(Extract)
┌──
Amazon Air workers to strike in San Bernardino on October 14

Amazon Air workers to strike in San Bernardino on October 14
Amazon KBSD Air Hub in San Bernardino

Frontline Observer Staff Report

Amazon Air workers in San Bernardino are planning to strike this Friday October 14 in response to the company’s inaction to meet employee demands for better wages and working conditions.

The announced strike at Amazon’s KBSD facility is coming a few days after Amazon workers in Joliet, Illinois staged a walkout at one of the company’s critical cross-dock facilities. Workers at the air hub plan to hold a rally at the Teamsters Local 1932, a few miles west of the air hub at 10 a.m.

“Amazon workers at KBSD and across the country and pond are going to stand up for our rights and what we deserve,” said Rex Evans, a worker at KBSD, during a recent virtual rally.

In August, over 100 workers staged a walk out at KBSD to call for their base pay to be raised from $17 an hour to $22 an hour and protections against demanding scorching summer temperatures. Amazon failed to meet the workers’ October 10 deadline to meet these demands.

Evans shared that workers at the Amazon Air Hub in San Bernardino are being targeted and intimidated by “consultants” he claims are union busters. He argues the money used for preventing unionization can instead be used to strengthen the quality of life of workers and their families.

“This company is hugely profitable,” said Evans. “They make millions of dollars a year. But they have a disregard for the health and safety of their employees.”
└──
(Recorded data)
┌──
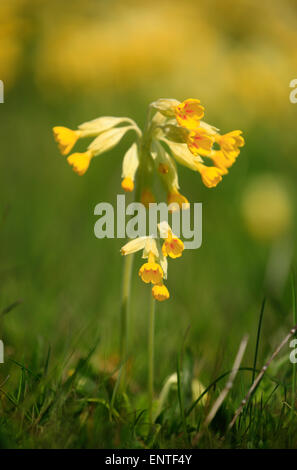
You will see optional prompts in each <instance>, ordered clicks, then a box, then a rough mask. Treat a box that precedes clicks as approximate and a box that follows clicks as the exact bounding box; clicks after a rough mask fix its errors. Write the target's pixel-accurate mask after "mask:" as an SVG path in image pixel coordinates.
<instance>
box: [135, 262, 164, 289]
└──
(Exercise 1) Using the article on the San Bernardino strike, explain in one to three sentences why the Amazon Air workers there plan to strike on October 14.
(Exercise 2) Please copy the article on the San Bernardino strike from "Frontline Observer Staff" up to and including "and working conditions.".

(Task response 1) The workers are striking because Amazon has not acted on their demands for better wages and working conditions. In an August walkout, they called for base pay to rise from $17 to $22 an hour and for protections against scorching summer temperatures. Amazon failed to meet their October 10 deadline for these demands.

(Task response 2)
Frontline Observer Staff Report

Amazon Air workers in San Bernardino are planning to strike this Friday October 14 in response to the company’s inaction to meet employee demands for better wages and working conditions.